● Фрагмент текста
——

Усилиями таких людей. как Павел Анатольевич Судоплатов, большое число настоящих экспертов разведывательнодиверсионной работы было возвращено в строй. Двадцать седьмого июня 1941 года нарком внутренних дел Л. П. Берия подписал приказ о создании Учебного центра подготовки специальных разведывательных диверсионных отрядов для проведения операций во вражеском тылу. Уже к началу осени П. А. Судоплатов и его заместитель Н. И. Эйтингон сформировали Отдельную мотострелковую бригаду особого назначения (ОМСБОН). В составе бригады были два мотострелковых полка, противотанковая и минометная батареи, рота парашютно-десантной службы, инженерно-саперная рота, рота связи, подразделения материально-технического обеспечения и автомобильная рота. И, конечно, программа подготовки диверсантов предусматривала подготовку будущих руководителей организованного партизанского движения.
Владимир Григорьевич Фролов проходил специальную подготовку не на динамовской базе бригады, хотя там он тоже бывал, а в основном на конспиративных базах системы. И его подготовка значительно отличалась от того, чему учили спортсменов-омсбоновцев, которые уже через пару месяцев, а то и через пару-тройку недель забрасывались за линию фронта с определенными диверсионно-разведывательными заданиями.

——

Записи

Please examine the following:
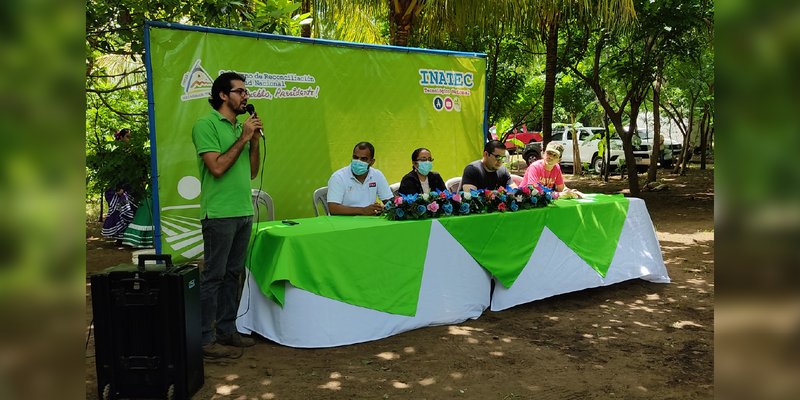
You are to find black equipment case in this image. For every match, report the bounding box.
[91,254,204,400]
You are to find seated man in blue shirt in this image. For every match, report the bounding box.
[328,142,392,215]
[461,140,516,192]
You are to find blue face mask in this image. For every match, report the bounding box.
[417,161,433,175]
[350,160,369,175]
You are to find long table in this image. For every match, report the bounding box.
[237,195,669,347]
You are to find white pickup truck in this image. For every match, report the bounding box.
[523,124,681,173]
[523,124,638,173]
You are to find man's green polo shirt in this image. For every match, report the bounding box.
[192,110,253,219]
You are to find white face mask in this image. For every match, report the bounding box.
[350,160,369,175]
[417,161,433,175]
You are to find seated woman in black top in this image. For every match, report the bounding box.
[397,147,445,195]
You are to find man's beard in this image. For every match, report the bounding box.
[233,103,247,115]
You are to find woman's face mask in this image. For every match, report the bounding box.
[350,160,369,175]
[417,161,433,175]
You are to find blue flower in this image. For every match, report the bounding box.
[442,203,453,215]
[402,193,419,203]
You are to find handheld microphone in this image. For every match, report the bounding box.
[244,104,264,138]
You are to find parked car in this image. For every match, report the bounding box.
[522,124,624,173]
[634,129,683,168]
[489,125,542,154]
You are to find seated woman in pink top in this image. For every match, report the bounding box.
[520,142,583,198]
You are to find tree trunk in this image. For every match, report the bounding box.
[486,25,503,126]
[700,105,711,170]
[570,113,582,177]
[542,21,558,146]
[300,0,311,38]
[672,92,697,175]
[389,0,425,47]
[647,75,663,183]
[623,100,643,195]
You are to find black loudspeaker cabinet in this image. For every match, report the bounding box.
[91,254,204,400]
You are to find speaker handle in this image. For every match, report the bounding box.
[139,254,172,272]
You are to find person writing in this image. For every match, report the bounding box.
[397,147,445,195]
[192,72,262,358]
[520,142,583,198]
[328,142,392,215]
[461,140,516,192]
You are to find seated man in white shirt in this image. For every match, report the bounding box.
[328,142,392,215]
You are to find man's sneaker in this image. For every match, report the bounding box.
[203,343,237,359]
[217,332,256,347]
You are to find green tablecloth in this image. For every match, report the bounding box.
[439,195,628,287]
[247,216,431,316]
[247,195,628,316]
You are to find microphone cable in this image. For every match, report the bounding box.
[236,123,274,319]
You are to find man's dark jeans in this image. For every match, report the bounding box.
[200,217,253,345]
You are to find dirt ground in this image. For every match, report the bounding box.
[86,165,714,399]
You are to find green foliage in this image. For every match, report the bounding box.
[86,0,310,205]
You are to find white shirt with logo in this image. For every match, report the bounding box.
[328,165,392,207]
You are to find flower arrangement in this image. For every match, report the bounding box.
[382,184,558,220]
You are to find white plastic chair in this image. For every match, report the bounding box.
[311,186,331,217]
[444,176,461,193]
[251,189,275,222]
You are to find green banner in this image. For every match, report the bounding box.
[146,23,486,262]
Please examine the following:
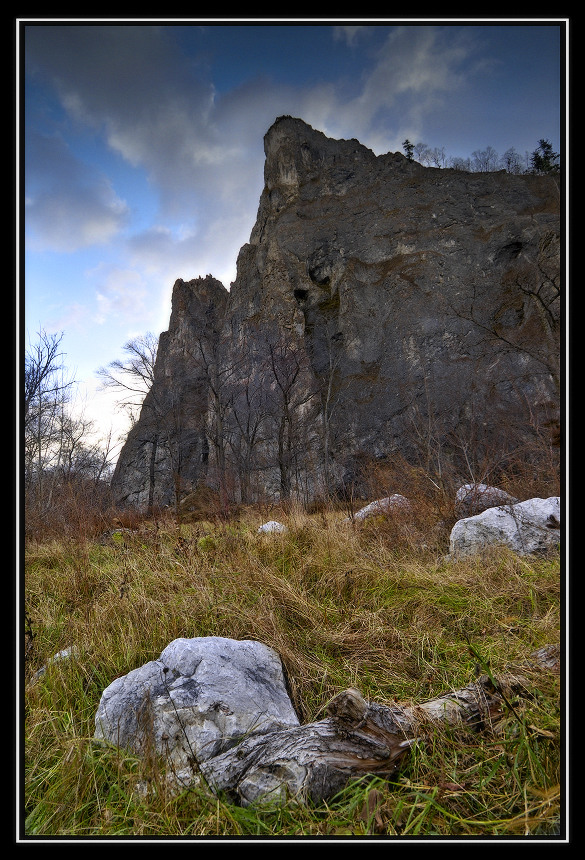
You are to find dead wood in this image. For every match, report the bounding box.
[201,675,544,805]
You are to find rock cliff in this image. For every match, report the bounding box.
[113,117,561,505]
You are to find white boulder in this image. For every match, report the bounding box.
[455,484,520,519]
[94,636,299,782]
[258,520,286,534]
[450,496,561,558]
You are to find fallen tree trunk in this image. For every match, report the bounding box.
[200,675,528,806]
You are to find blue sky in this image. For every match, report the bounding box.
[18,18,566,454]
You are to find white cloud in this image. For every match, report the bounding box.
[333,24,374,48]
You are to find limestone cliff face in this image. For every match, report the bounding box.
[114,117,560,503]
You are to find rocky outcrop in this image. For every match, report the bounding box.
[113,117,560,505]
[450,496,561,558]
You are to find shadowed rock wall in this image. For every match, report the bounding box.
[113,117,560,504]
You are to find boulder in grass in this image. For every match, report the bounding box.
[450,496,561,558]
[258,520,286,534]
[94,636,299,784]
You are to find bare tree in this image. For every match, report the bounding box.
[264,334,318,500]
[471,146,500,173]
[97,332,158,424]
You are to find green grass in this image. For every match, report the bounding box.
[23,510,562,838]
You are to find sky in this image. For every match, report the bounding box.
[16,18,567,456]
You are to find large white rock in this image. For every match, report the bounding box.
[450,496,561,557]
[95,636,299,781]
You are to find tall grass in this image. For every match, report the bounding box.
[23,498,563,838]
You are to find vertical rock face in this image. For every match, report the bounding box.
[114,117,560,504]
[112,275,228,508]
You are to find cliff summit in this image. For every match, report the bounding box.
[112,117,560,506]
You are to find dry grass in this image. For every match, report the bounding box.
[25,504,561,837]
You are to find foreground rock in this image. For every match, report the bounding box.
[450,496,561,557]
[95,636,299,782]
[95,637,552,806]
[258,520,286,534]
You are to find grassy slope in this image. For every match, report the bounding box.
[24,511,561,837]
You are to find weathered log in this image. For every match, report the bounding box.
[195,675,528,806]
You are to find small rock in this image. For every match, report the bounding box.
[258,520,286,534]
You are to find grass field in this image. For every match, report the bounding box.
[22,498,564,839]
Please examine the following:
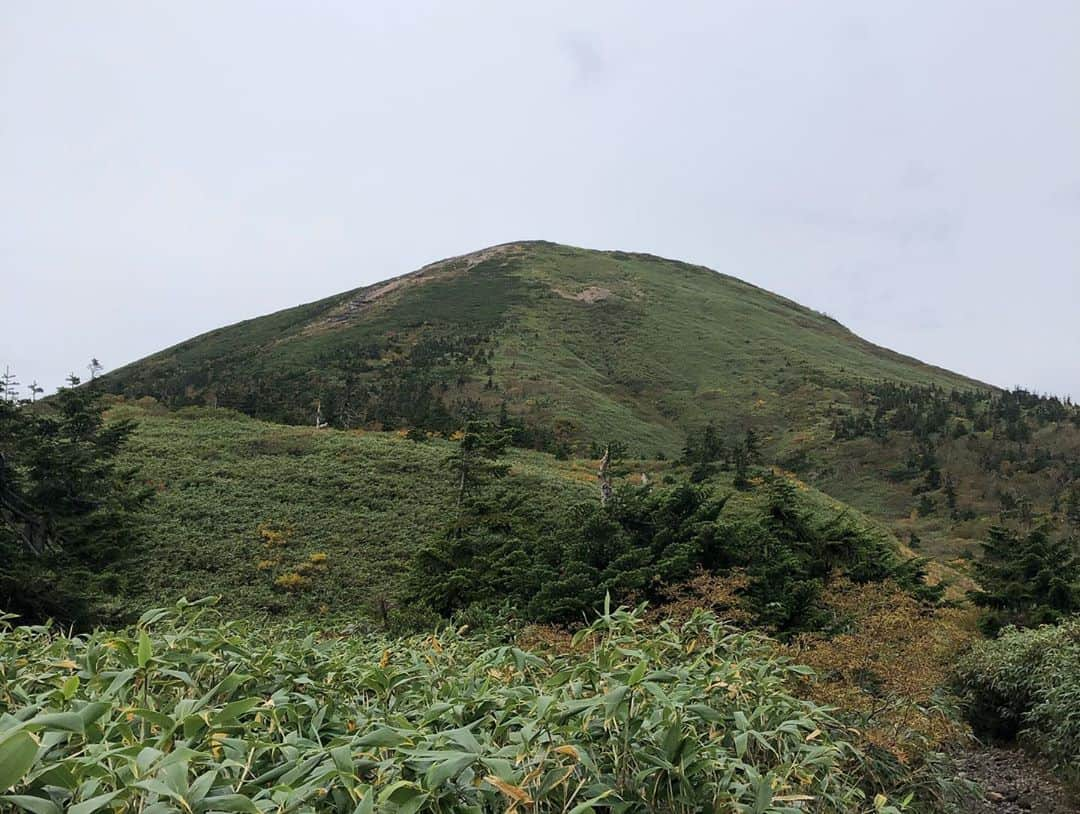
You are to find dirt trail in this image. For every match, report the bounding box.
[959,746,1080,814]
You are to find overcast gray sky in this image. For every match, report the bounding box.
[0,0,1080,397]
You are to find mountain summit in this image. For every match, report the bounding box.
[106,242,985,455]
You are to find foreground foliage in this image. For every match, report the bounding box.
[0,603,928,814]
[957,616,1080,781]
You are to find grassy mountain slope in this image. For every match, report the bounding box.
[105,403,896,616]
[102,237,1080,557]
[106,243,976,455]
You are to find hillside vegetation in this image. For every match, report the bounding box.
[105,243,975,457]
[99,243,1080,559]
[0,591,963,814]
[99,404,900,619]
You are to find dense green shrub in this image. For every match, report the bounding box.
[410,468,920,632]
[957,616,1080,779]
[0,383,152,625]
[0,591,920,814]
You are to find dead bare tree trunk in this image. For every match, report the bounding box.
[596,447,615,506]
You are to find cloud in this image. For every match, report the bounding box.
[563,33,607,85]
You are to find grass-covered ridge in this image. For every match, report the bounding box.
[98,242,1080,558]
[105,243,975,456]
[0,591,941,814]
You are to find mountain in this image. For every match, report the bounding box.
[98,242,1080,559]
[106,242,985,456]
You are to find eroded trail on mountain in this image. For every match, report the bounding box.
[960,746,1080,814]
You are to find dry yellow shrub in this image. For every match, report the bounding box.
[273,572,308,593]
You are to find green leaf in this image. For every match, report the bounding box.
[356,727,407,747]
[210,697,262,727]
[195,795,261,814]
[0,795,63,814]
[424,752,476,790]
[0,730,38,791]
[137,630,153,668]
[67,791,120,814]
[26,713,86,735]
[570,790,615,814]
[60,675,79,701]
[735,732,750,759]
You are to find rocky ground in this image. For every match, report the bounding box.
[959,746,1080,814]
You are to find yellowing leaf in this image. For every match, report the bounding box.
[484,774,532,803]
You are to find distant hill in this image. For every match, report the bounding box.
[98,242,1080,558]
[106,242,985,456]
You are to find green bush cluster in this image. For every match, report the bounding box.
[411,476,926,632]
[957,616,1080,781]
[0,603,920,814]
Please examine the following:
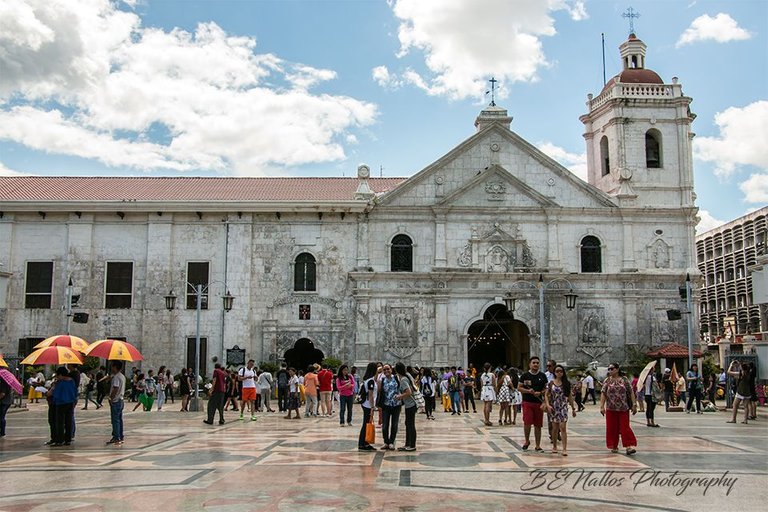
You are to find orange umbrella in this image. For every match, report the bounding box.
[35,334,88,352]
[85,340,144,361]
[21,346,83,364]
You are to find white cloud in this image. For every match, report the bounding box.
[675,12,752,48]
[696,210,727,235]
[536,142,587,181]
[693,100,768,178]
[385,0,587,99]
[739,175,768,205]
[0,0,377,175]
[0,162,29,176]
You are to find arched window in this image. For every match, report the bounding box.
[581,235,603,272]
[293,252,316,292]
[390,235,413,272]
[600,136,611,176]
[645,130,661,169]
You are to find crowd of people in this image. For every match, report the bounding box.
[0,356,757,457]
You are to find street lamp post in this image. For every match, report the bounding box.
[685,274,693,368]
[164,283,235,411]
[504,274,578,361]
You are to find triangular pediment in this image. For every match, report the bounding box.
[378,123,617,208]
[437,165,559,208]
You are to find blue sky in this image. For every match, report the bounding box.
[0,0,768,229]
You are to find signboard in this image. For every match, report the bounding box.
[227,345,245,366]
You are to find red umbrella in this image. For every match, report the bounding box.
[0,368,24,395]
[85,340,144,361]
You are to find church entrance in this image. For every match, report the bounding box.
[467,304,530,371]
[283,338,325,372]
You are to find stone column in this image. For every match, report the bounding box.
[433,214,448,268]
[434,295,450,365]
[357,213,370,271]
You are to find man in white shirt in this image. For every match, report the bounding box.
[584,374,597,405]
[237,359,256,421]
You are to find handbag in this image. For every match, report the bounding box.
[365,414,376,444]
[651,380,664,404]
[410,379,427,409]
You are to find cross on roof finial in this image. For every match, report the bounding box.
[485,77,498,107]
[621,6,640,34]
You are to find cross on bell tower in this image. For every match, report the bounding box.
[485,77,498,107]
[621,6,640,34]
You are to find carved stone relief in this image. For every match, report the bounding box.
[485,245,514,272]
[578,305,608,347]
[456,242,472,267]
[485,180,507,201]
[456,222,536,272]
[385,306,419,359]
[648,238,670,268]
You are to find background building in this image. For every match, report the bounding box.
[0,34,697,374]
[696,207,768,343]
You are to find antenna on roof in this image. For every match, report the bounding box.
[485,77,498,107]
[621,6,640,34]
[600,32,605,85]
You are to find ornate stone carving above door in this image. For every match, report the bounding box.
[456,222,536,272]
[385,306,419,359]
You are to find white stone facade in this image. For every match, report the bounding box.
[0,35,696,368]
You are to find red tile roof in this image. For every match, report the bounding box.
[646,343,703,359]
[0,176,407,201]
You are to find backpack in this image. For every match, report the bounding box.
[421,378,432,396]
[357,381,368,404]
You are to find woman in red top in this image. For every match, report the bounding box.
[600,363,637,455]
[336,364,355,427]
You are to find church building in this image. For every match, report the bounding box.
[0,34,698,373]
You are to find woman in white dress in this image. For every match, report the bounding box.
[480,363,496,427]
[496,370,512,425]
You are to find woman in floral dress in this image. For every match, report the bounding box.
[480,363,496,427]
[600,363,637,455]
[544,364,576,457]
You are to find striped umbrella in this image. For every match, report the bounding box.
[35,334,88,352]
[21,346,83,365]
[85,340,144,361]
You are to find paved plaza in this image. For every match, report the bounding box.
[0,402,768,512]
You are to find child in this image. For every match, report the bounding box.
[285,368,301,420]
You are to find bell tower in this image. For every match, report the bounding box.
[580,33,696,208]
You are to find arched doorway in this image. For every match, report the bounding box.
[283,338,325,372]
[467,304,530,369]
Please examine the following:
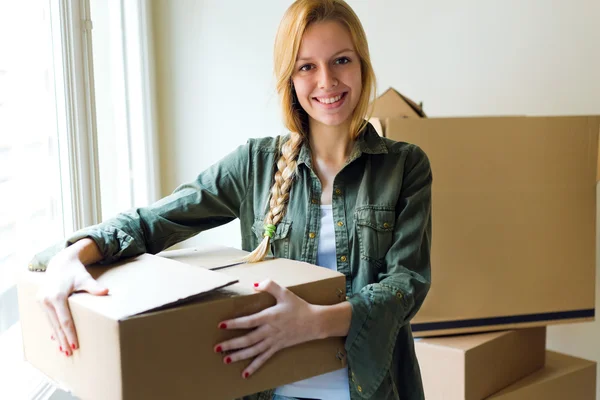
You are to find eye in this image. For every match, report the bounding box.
[335,57,350,65]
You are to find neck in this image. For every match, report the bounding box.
[308,118,354,165]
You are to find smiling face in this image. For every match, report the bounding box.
[292,21,362,130]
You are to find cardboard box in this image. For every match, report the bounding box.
[371,88,427,120]
[378,116,600,337]
[489,351,596,400]
[369,88,427,136]
[18,249,346,400]
[415,327,546,400]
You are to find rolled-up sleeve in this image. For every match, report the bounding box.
[346,146,432,398]
[29,141,252,271]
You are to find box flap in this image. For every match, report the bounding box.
[158,245,250,270]
[70,254,237,320]
[418,331,511,352]
[369,117,385,136]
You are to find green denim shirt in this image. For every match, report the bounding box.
[30,124,432,400]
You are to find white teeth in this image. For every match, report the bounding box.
[317,95,342,104]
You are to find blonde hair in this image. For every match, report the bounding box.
[246,0,376,262]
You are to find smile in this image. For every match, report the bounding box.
[313,92,348,108]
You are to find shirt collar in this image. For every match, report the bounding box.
[298,123,388,169]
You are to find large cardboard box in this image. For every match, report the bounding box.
[18,249,346,400]
[489,351,596,400]
[415,327,546,400]
[385,116,600,336]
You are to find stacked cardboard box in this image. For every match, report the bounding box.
[372,89,600,400]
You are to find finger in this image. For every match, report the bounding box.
[54,297,79,351]
[223,339,271,364]
[254,279,288,302]
[242,346,278,379]
[219,307,270,329]
[38,298,58,341]
[215,325,268,353]
[75,276,108,296]
[42,298,70,356]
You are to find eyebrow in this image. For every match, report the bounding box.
[296,49,354,62]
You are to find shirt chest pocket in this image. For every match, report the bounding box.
[354,206,396,266]
[252,219,292,258]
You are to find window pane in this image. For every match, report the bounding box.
[0,1,64,292]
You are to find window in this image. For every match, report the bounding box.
[0,0,159,399]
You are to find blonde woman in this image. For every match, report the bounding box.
[30,0,432,400]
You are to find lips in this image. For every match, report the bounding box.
[313,92,348,108]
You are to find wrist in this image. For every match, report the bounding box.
[311,301,352,339]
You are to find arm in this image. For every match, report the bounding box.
[29,142,251,271]
[346,146,432,397]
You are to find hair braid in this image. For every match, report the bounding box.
[244,132,304,262]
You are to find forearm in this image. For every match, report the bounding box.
[315,301,352,339]
[56,238,102,265]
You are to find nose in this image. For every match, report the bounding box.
[319,65,338,90]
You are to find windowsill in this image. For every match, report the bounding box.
[0,323,55,400]
[0,284,19,334]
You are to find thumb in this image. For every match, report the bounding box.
[78,277,108,296]
[254,279,286,301]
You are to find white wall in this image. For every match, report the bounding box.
[154,0,600,393]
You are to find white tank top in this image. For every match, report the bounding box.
[275,205,350,400]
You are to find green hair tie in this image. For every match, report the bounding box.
[263,224,277,239]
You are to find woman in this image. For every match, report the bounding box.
[30,0,432,400]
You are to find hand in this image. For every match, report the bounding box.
[214,280,319,378]
[37,251,108,357]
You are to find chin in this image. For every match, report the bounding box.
[313,115,351,126]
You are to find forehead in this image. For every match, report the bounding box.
[298,21,354,58]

——

● Условие задачи
Выведите целиком фрагмент о подготовке диверсантов, ничего в нем не меняя.

● Решение задачи
Усилиями таких людей. как Павел Анатольевич Судоплатов, большое число настоящих экспертов разведывательнодиверсионной работы было возвращено в строй. Двадцать седьмого июня 1941 года нарком внутренних дел Л. П. Берия подписал приказ о создании Учебного центра подготовки специальных разведывательных диверсионных отрядов для проведения операций во вражеском тылу. Уже к началу осени П. А. Судоплатов и его заместитель Н. И. Эйтингон сформировали Отдельную мотострелковую бригаду особого назначения (ОМСБОН). В составе бригады были два мотострелковых полка, противотанковая и минометная батареи, рота парашютно-десантной службы, инженерно-саперная рота, рота связи, подразделения материально-технического обеспечения и автомобильная рота. И, конечно, программа подготовки диверсантов предусматривала подготовку будущих руководителей организованного партизанского движения.
Владимир Григорьевич Фролов проходил специальную подготовку не на динамовской базе бригады, хотя там он тоже бывал, а в основном на конспиративных базах системы. И его подготовка значительно отличалась от того, чему учили спортсменов-омсбоновцев, которые уже через пару месяцев, а то и через пару-тройку недель забрасывались за линию фронта с определенными диверсионно-разведывательными заданиями.